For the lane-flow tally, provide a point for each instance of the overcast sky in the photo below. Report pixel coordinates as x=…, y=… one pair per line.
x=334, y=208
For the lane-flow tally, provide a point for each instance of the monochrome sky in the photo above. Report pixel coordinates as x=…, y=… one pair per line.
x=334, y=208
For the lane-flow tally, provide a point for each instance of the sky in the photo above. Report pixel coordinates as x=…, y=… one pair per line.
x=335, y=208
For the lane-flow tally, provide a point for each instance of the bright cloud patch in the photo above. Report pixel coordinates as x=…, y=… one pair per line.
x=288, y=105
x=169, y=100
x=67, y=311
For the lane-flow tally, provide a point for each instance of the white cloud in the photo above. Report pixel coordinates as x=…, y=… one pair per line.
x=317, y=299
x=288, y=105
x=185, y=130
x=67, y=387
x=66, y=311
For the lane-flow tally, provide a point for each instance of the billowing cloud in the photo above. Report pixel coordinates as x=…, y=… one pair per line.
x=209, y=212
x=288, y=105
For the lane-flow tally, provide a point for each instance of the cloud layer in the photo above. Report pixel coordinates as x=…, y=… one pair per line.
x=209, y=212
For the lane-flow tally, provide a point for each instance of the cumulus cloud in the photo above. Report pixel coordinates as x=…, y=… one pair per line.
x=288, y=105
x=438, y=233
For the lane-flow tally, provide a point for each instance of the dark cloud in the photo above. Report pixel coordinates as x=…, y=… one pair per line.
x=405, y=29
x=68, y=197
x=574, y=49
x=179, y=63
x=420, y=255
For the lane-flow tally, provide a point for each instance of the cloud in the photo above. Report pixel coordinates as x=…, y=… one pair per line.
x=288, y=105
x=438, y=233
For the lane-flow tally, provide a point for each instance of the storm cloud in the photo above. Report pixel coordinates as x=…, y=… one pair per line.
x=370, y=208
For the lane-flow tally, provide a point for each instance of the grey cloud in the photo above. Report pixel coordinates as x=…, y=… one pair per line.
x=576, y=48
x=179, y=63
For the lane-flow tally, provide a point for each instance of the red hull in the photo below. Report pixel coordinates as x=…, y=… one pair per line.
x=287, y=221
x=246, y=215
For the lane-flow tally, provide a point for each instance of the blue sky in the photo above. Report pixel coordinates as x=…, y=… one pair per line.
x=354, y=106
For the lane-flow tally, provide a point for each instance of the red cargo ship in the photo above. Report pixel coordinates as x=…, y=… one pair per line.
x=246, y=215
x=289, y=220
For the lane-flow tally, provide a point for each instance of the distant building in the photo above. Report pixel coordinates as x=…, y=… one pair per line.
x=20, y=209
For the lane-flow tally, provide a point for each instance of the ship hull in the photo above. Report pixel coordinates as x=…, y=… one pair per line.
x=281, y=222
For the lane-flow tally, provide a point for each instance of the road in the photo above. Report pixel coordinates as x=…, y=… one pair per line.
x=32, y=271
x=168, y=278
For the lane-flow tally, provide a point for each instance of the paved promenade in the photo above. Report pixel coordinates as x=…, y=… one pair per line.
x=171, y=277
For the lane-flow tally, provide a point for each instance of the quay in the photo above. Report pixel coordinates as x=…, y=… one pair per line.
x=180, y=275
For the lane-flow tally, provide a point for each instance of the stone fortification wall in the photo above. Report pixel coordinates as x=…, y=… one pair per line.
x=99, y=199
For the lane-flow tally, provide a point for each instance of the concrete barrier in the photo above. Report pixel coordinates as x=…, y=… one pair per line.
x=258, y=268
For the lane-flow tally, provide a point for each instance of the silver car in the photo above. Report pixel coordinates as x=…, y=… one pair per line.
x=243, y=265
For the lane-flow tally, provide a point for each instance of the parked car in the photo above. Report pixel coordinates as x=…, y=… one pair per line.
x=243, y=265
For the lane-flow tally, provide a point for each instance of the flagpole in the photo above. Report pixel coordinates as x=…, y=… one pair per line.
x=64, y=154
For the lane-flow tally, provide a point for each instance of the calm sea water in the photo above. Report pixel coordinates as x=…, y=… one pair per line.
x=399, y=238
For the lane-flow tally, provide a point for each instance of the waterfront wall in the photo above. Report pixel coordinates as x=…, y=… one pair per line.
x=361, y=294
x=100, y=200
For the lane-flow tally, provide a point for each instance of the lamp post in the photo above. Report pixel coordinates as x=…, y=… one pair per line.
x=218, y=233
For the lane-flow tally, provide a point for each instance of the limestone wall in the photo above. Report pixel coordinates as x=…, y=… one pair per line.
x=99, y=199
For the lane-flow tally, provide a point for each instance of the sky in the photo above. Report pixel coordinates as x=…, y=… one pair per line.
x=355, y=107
--------------------
#### What to do:
All of the entries above should be transcribed exactly, line for line.

#### The completed task:
For the lane-flow tally, provide a point for each instance of the overcast sky in the photo below. Report pixel coordinates as x=…, y=… one pair per line.
x=334, y=208
For the lane-flow tally, provide a point for each instance of the monochrome sky in the photo above. Report pixel coordinates as x=…, y=… one pair per line.
x=334, y=208
For the lane-flow tally, provide a point for each instance of the sky in the photo above. Report pixel coordinates as x=…, y=… one pair per line.
x=335, y=208
For the lane-flow tally, provide a point for each instance of the bright cloud patch in the photo above. Report pixel coordinates as x=…, y=… one pair per line.
x=288, y=105
x=169, y=100
x=67, y=311
For the lane-flow tally, provide a point for each instance of the white cloud in the photo above. Report pixel coordinates as x=…, y=… one pair per line.
x=317, y=299
x=288, y=105
x=185, y=130
x=67, y=387
x=66, y=311
For the lane-flow tally, provide a point for each instance of the billowing cloud in the photo above. Report pixel coordinates as x=…, y=… one pair per line.
x=209, y=212
x=288, y=105
For the lane-flow tally, provide a point for each instance of the cloud layer in the photo above. Report pixel coordinates as x=…, y=… one pair per line.
x=209, y=212
For the lane-flow tally, provide a point for each instance of the cumulus cloud in the photo above. Report pixel coordinates as x=…, y=… one pair per line.
x=288, y=105
x=438, y=233
For the lane-flow tally, provide a point for each instance of the dark cloud in the photo above. Report pixel coordinates as x=…, y=… one pair per line.
x=405, y=29
x=68, y=197
x=574, y=49
x=179, y=63
x=420, y=255
For the lane-flow tally, provide a point for each instance of the cloud in the photo above. Report pixel coordinates as x=…, y=… one pair per line.
x=288, y=105
x=438, y=233
For the lane-flow tally, provide a point for each instance of the storm cloud in the photo above. Report pixel coordinates as x=…, y=… one pair per line.
x=370, y=208
For the lane-flow tally, provide a point for each instance of the grey cloud in the photo above. Report pixel coordinates as x=…, y=… one pair per line.
x=576, y=48
x=179, y=63
For the lane-flow tally, provide a point for each instance of the red hull in the photo below. Report pixel coordinates as x=…, y=… one pair per line.
x=287, y=221
x=246, y=215
For the lane-flow tally, provide a point for each instance of the blue sky in the photo above. Report pixel coordinates as x=…, y=… one pair per line.
x=354, y=106
For the lane-flow tally, provide a point for each instance of the red cargo ship in the photo above. Report pixel coordinates as x=…, y=… one pair per line.
x=246, y=215
x=289, y=220
For the lane-flow tally, provide a point for each instance of the distant building in the photo above. Report pixel coordinates as x=…, y=… one pair per line.
x=20, y=209
For the lane-flow tally, provide a point for each instance of the ship hull in the photo above. Report pixel coordinates as x=…, y=… one pair per line.
x=281, y=222
For the lane-flow tally, provide a point for each instance of the road in the photo above. Report pixel coordinates as x=…, y=… one pair per line.
x=32, y=271
x=168, y=278
For the lane-flow tally, provide a point for each instance of the paved promenade in the photo above. Report pixel coordinates as x=…, y=… one pair per line.
x=171, y=277
For the lane-flow tally, provide a point for each instance of the quay in the photo above. Report pixel coordinates as x=…, y=… one pair per line.
x=180, y=275
For the lane-flow tally, provide a point for each instance of the stone fortification wall in the photo above. Report pixel coordinates as x=…, y=… one pair per line.
x=99, y=199
For the lane-flow tally, provide a point for each instance of the concrete barrier in the photo above. Report pixel coordinates as x=…, y=… one pair per line.
x=258, y=268
For the lane-flow tally, provide a point for each instance of the silver car in the photo above. Report pixel coordinates as x=…, y=… one pair per line.
x=243, y=265
For the lane-flow tally, provide a point for each instance of the parked car in the photo above. Report pixel coordinates as x=…, y=… one pair per line.
x=243, y=265
For the lane-flow tally, provide a point for each instance of the flagpole in the photo above. Report pixel coordinates as x=…, y=… one pair per line.
x=64, y=154
For the lane-flow tally, provide a point for each instance of the calm sea water in the photo above. Report pixel coordinates as x=…, y=… one pair per line.
x=399, y=238
For the lane-flow tally, provide a point for each instance of the waterfront wall in the photo above. Report pixel coordinates as x=…, y=… one pair per line.
x=361, y=294
x=100, y=200
For the lane-flow tally, provide a point for each instance of the lamp post in the photo above. Report pixel coordinates as x=…, y=… one pair per line.
x=218, y=233
For the lane-flow tally, provide a point for each instance of the limestone wall in the photo above. Report pixel coordinates as x=…, y=… one pair per line.
x=99, y=199
For the lane-flow tally, provide a point for each instance of the sky in the photo above. Report pixel coordinates as x=…, y=… one pair per line.
x=355, y=107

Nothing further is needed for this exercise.